***** Information supplied *****
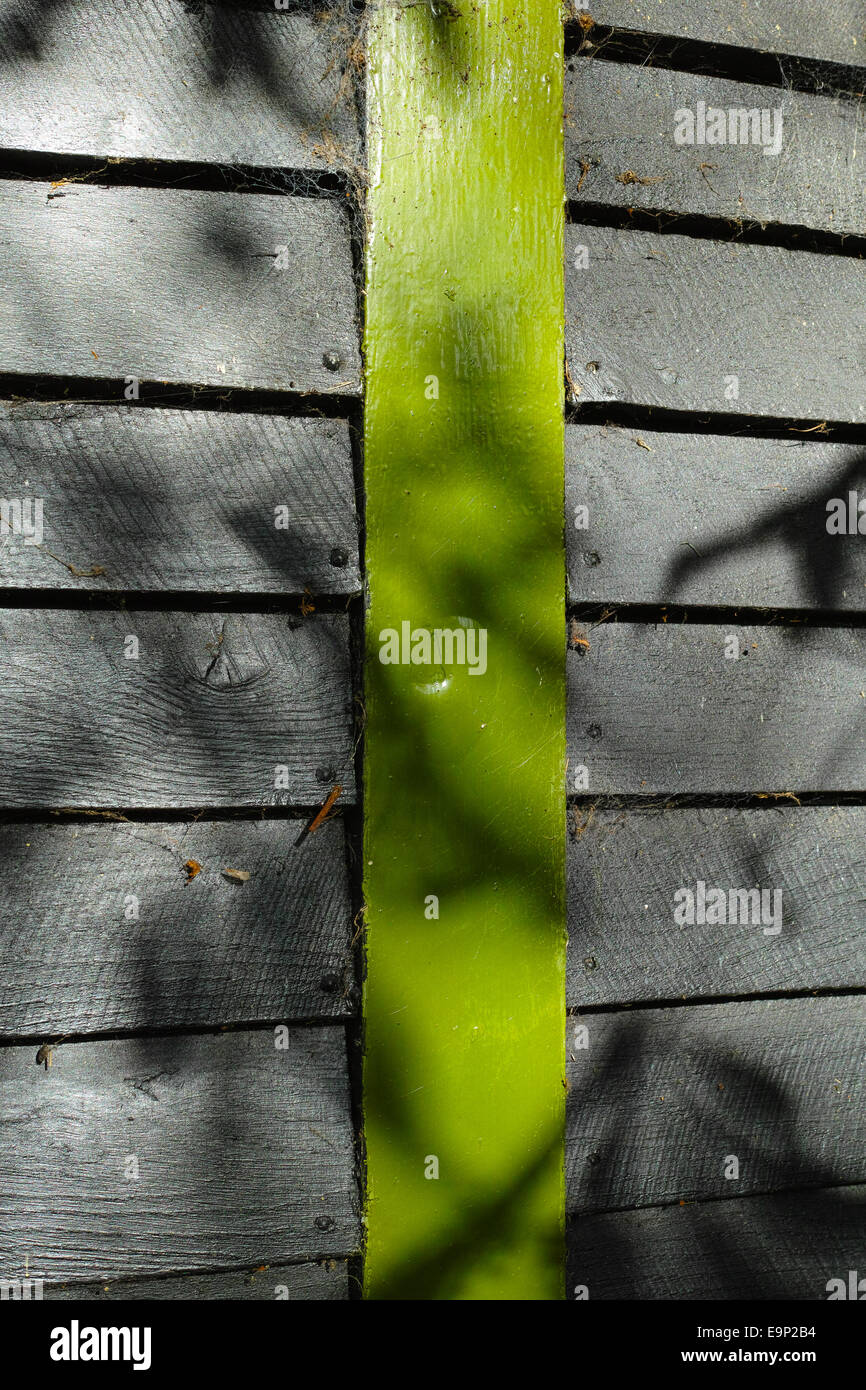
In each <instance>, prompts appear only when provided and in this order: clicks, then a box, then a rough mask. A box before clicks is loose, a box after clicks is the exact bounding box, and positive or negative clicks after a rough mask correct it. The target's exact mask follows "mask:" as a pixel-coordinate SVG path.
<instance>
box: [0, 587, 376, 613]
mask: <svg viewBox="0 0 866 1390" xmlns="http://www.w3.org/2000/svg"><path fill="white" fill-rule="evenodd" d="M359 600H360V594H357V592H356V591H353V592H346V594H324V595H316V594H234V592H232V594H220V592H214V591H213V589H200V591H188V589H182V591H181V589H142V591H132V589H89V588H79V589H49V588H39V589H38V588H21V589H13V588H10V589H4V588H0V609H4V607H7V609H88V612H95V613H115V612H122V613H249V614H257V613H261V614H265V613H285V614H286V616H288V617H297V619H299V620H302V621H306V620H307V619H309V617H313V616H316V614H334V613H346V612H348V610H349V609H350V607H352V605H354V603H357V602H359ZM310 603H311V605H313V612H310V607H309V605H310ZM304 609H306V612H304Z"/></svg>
*****
***** Information supplied *****
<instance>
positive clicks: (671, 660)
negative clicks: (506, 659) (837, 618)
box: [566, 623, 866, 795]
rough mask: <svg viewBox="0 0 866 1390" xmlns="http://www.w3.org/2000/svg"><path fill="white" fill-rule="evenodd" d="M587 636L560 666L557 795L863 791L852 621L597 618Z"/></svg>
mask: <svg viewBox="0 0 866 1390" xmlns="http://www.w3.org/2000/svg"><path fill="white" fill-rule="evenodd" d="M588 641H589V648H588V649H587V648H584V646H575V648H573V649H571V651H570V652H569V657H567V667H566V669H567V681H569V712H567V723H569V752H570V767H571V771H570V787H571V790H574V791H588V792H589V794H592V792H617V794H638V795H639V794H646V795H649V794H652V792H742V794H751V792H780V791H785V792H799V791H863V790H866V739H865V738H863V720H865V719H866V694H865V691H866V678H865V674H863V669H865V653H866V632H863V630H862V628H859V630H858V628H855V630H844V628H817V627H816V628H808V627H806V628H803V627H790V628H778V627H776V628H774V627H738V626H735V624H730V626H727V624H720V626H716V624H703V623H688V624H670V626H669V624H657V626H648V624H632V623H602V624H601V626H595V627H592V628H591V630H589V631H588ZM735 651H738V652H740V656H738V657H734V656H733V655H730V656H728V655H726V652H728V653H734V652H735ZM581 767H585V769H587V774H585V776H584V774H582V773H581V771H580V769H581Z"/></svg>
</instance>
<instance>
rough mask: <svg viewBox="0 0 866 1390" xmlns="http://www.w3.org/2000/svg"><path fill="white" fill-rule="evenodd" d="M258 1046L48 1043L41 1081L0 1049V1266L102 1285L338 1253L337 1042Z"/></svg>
*****
***** Information supplied *****
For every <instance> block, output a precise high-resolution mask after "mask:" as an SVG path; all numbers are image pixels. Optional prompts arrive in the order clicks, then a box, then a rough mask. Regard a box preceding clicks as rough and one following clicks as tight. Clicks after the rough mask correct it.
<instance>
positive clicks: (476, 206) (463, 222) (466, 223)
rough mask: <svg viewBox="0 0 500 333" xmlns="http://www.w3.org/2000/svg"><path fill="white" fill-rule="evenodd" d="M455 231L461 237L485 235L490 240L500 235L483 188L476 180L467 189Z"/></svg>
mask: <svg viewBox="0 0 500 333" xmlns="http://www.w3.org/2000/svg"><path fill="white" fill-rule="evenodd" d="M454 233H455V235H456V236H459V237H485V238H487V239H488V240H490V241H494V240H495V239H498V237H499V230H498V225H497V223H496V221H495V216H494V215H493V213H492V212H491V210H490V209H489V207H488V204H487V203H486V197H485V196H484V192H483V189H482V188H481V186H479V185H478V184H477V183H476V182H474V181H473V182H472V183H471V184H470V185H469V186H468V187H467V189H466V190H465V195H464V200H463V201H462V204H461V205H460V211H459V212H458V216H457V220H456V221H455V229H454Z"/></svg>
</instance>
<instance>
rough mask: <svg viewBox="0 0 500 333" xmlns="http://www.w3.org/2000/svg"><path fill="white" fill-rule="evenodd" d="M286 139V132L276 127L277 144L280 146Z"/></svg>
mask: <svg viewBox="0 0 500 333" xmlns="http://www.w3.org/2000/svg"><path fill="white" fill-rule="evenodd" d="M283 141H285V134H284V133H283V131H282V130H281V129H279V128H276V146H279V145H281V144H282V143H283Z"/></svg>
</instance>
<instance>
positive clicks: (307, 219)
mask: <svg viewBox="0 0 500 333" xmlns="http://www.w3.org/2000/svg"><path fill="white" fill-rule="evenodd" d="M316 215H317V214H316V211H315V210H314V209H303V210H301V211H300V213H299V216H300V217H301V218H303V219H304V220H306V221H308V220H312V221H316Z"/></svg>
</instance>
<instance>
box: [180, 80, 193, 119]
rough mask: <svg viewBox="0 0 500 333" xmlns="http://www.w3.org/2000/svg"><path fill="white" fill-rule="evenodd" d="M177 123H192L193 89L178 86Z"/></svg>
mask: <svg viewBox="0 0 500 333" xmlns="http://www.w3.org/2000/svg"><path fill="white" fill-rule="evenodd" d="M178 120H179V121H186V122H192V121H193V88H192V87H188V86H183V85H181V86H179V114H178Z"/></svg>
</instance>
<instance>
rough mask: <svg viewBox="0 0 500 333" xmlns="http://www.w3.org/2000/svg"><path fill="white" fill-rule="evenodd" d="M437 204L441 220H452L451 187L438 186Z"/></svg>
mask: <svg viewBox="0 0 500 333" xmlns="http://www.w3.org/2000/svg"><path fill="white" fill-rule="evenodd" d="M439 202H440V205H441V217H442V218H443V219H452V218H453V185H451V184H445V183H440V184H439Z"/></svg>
*****
## Instruction
Print everything above from the line containing "In each <instance>, prompts" down to the line containing "box: [0, 587, 376, 613]", including both of those lines and nothing else.

## Answer
In each <instance>, prompts appear only when provided and in this order: clicks, then a box, then a rough mask. A box before clicks is loose, a box after clicks is the exact bounding box, and positive or negative clicks after a rough mask correct it. The target's exact mask follows "mask:" as a pixel-coordinate SVG path.
<instance>
box: [0, 587, 376, 613]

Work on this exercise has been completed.